──────── PAGE EXCERPT ────────
# Which team will de-throne Denver in NW Division in '07?



## JuX (Oct 11, 2005)

What do you think what team will play their best and top the division at the end of the season in 2007? Will Denver remain the winner again? Or does it not?


----------



## Ruff Draft (Nov 21, 2004)

The Timberwolves will win. I honestly believe we are the best team in the NW. Both the Jazz, and Nuggets are horribley injured ever year, and the Wolves just need to play decently to match the success those teams have un-injured.


----------



## moss_is_1 (Jun 14, 2004)

Well, I would like to say the T-wolves but at this point its a toss up really. The Nuggets could have the sucess this year that everyone thought they were gonna have last year, the Wolves could all gel and play well right away and the Jazz are a decent team every year.


----------



## Avalanche (Nov 17, 2005)

i think it will be the nuggets beating out the Twolves just.
if anyone can do it i think its minny, the jazz and sonics just dont have enough talent to stay atop the division for the whole 82 games.
if denver gets into injury worries we could finish on top and get a 4th place playoff spot which would be a fantastic result for this squad


----------



## JuX (Oct 11, 2005)

Well, not that we're not good enough to beat that out. We have to watch out for injuries. If Denver manages what they did last year, it's no doubt they will win again. 

I'm not going to be very homer here, so I'm not gonna say Wolves will win, because I'm so sure they will! It takes dedication, teamwork, and much more to make it work. I think Denver will win again.


----------



## cpawfan (Jun 20, 2004)

I believe trades will be the big wildcard for Denver. My guess is the front office is hoping Kenyon performs and therefore becomes a tradeable commodity allowing them to address their SG hole.


----------



## JuX (Oct 11, 2005)

cpawfan said:


> I believe trades will be the big wildcard for Denver. My guess is the front office is hoping Kenyon performs and therefore becomes a tradeable commodity allowing them to address their SG hole.


Then why did they trade for JR Smith, then? Need one more to pass an alley-oop to? I know Denver is lacking 3 point shooting, big-time. They did fine because they had (still have) better backcourt. They will do just fine.


----------



## cpawfan (Jun 20, 2004)

Juxtaposed said:


> Then why did they trade for JR Smith, then? Need one more to pass an alley-oop to? I know Denver is lacking 3 point shooting, big-time. They did fine because they had (still have) better backcourt. They will do just fine.


They wanted JR Smith because their SG position was horrible. However, JR Smith alone doesn't fix the problem. He should do well in Denver because he will get open looks; however, he is going to have to commit to playing some defense in order for Karl to give him major minutes. Also, come playoff time, the Nuggets are still going to need another SG off of the bench to provide some scoring punch.


----------



## Avalanche (Nov 17, 2005)

JR is the future at the 2 spot for the nuggets, but how much he will contribute this season remains to be seen.
i think they are a solid 3 point shooter away from being a real contendor, it leaves a whole aspect of the game missing from their offense.
i still think the nugs will take the division, but injuries or a bad trade could hurt them and leave the top spot open for the picking


----------



## unluckyseventeen (Feb 5, 2006)
──────── DATASET CONTENT ────────
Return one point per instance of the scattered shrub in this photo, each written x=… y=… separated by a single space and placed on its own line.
────────
WHAT IS REQUIRED
Copy the passage of the forum thread between "## Ruff Draft" and "teams have un-injured.", inclusive, without changing anything. The material comes from a separate source.

EXPECTED ANSWER
## Ruff Draft (Nov 21, 2004)

The Timberwolves will win. I honestly believe we are the best team in the NW. Both the Jazz, and Nuggets are horribley injured ever year, and the Wolves just need to play decently to match the success those teams have un-injured.